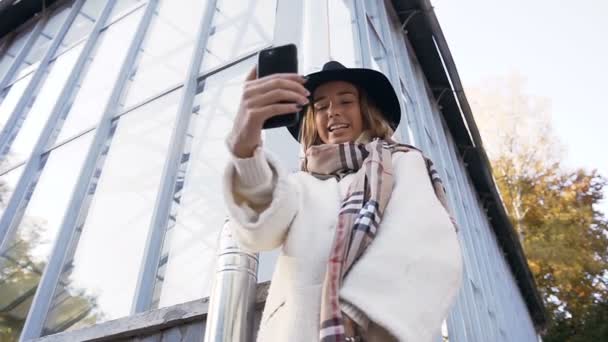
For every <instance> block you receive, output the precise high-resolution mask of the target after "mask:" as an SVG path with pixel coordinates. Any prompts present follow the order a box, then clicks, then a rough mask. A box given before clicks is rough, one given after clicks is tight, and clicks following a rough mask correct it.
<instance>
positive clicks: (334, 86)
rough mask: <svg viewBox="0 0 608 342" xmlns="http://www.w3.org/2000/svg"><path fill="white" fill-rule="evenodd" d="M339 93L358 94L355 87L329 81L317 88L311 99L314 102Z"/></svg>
mask: <svg viewBox="0 0 608 342" xmlns="http://www.w3.org/2000/svg"><path fill="white" fill-rule="evenodd" d="M340 93H352V94H354V95H358V94H359V92H358V91H357V87H355V85H354V84H352V83H349V82H345V81H330V82H326V83H323V84H321V85H320V86H318V87H317V89H315V92H314V94H313V98H314V99H315V100H316V99H319V98H321V97H327V96H333V95H337V94H340Z"/></svg>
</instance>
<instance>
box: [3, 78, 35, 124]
mask: <svg viewBox="0 0 608 342" xmlns="http://www.w3.org/2000/svg"><path fill="white" fill-rule="evenodd" d="M32 76H33V74H29V75H27V76H25V77H24V78H22V79H20V80H18V81H17V82H15V83H13V85H12V86H10V88H7V89H6V90H5V93H6V95H5V97H4V101H2V103H0V128H2V129H4V125H6V122H7V121H8V119H9V118H10V117H11V114H12V113H13V109H15V106H16V105H17V102H18V101H19V99H20V98H21V95H23V92H24V91H25V88H26V87H27V85H28V84H30V80H31V79H32Z"/></svg>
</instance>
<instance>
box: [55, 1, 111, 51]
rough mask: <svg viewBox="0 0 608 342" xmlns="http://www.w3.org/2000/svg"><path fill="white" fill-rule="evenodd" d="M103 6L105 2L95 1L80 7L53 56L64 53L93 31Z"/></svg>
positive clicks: (86, 3) (86, 2)
mask: <svg viewBox="0 0 608 342" xmlns="http://www.w3.org/2000/svg"><path fill="white" fill-rule="evenodd" d="M105 5H106V2H105V1H97V0H87V1H86V2H85V3H84V4H83V5H82V7H81V8H80V11H78V15H76V18H74V21H72V24H70V28H69V29H68V31H67V32H66V33H65V36H64V37H63V40H62V41H61V44H60V45H59V48H58V49H57V52H55V56H57V55H59V54H60V53H62V52H63V51H65V50H66V49H67V48H68V47H70V46H71V45H72V44H74V43H76V41H78V40H79V39H80V38H83V37H86V36H87V35H88V34H89V33H90V32H91V30H93V26H94V25H95V22H96V21H97V19H98V18H99V15H100V14H101V11H102V10H103V7H104V6H105Z"/></svg>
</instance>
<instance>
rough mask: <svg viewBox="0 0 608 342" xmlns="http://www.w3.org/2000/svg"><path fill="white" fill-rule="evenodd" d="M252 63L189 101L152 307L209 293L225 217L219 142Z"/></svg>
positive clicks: (221, 138) (228, 124)
mask: <svg viewBox="0 0 608 342" xmlns="http://www.w3.org/2000/svg"><path fill="white" fill-rule="evenodd" d="M253 63H254V59H253V58H252V59H249V60H247V61H246V62H243V63H240V64H238V65H236V66H234V67H231V68H229V69H227V70H225V71H222V72H220V73H218V74H215V75H213V76H211V77H209V78H208V79H207V80H206V81H205V87H204V88H205V89H204V91H203V92H202V93H201V94H199V95H197V97H196V99H195V103H194V109H193V113H192V116H191V122H190V126H189V132H188V135H187V137H188V140H187V143H186V148H185V150H184V152H183V155H182V158H181V161H182V164H181V165H180V170H179V173H178V179H177V184H176V186H175V192H174V194H173V200H174V202H173V206H172V209H171V215H170V222H169V224H168V228H167V235H166V237H165V241H164V246H163V251H162V256H161V262H160V264H159V272H158V274H157V283H156V285H155V298H154V307H165V306H169V305H173V304H178V303H183V302H186V301H190V300H194V299H197V298H201V297H204V296H207V295H208V294H209V290H210V285H211V279H212V275H213V272H214V267H215V266H214V259H215V255H216V251H217V249H216V248H217V239H218V233H219V230H220V229H221V227H222V225H223V222H224V218H225V215H226V211H225V208H224V201H223V197H222V173H223V170H224V167H225V165H226V163H227V161H228V151H227V150H226V146H225V145H224V139H225V137H226V134H227V132H228V130H229V129H230V128H231V127H232V121H233V118H234V115H235V114H236V110H237V106H238V101H235V99H237V98H239V97H240V94H241V91H242V86H243V80H244V79H245V75H246V74H247V72H248V71H249V69H250V68H251V67H252V66H253ZM175 219H177V221H175Z"/></svg>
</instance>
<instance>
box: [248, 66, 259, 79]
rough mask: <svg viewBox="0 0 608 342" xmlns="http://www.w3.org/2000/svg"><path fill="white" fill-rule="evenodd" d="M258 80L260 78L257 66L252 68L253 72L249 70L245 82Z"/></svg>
mask: <svg viewBox="0 0 608 342" xmlns="http://www.w3.org/2000/svg"><path fill="white" fill-rule="evenodd" d="M256 78H258V66H257V64H256V65H254V66H253V68H251V70H249V73H248V74H247V77H246V78H245V81H253V80H255V79H256Z"/></svg>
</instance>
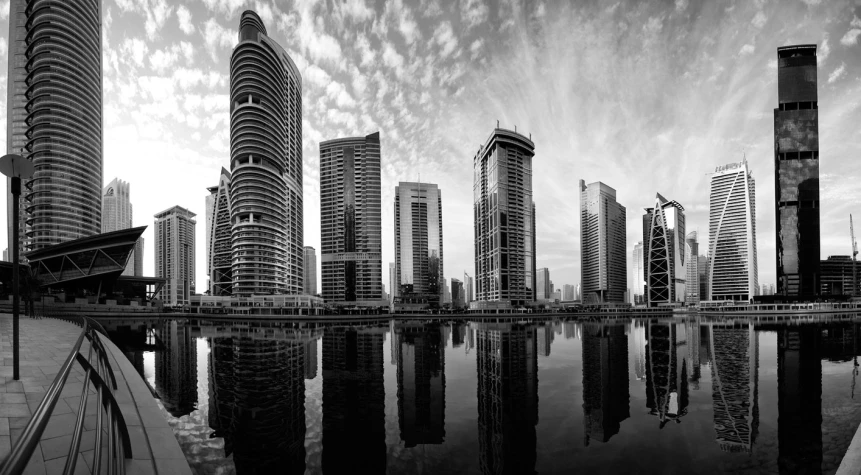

Goal of the exercise: Find every line in the records above that contains the string "clicks", and copy each of those lines in full.

Expected output:
For every <instance> block you receive, output the precise high-resolution mask of the target after "mask:" as an SVG path with pixel coordinates. Any prompts present follow the order a box, then clicks, then a rough mask. A box given before clicks is rough, one given after clicks is tight, and clicks following a rough mask correct it.
positive clicks: (334, 86)
positive clicks: (86, 3) (86, 2)
positive clicks: (221, 138) (228, 124)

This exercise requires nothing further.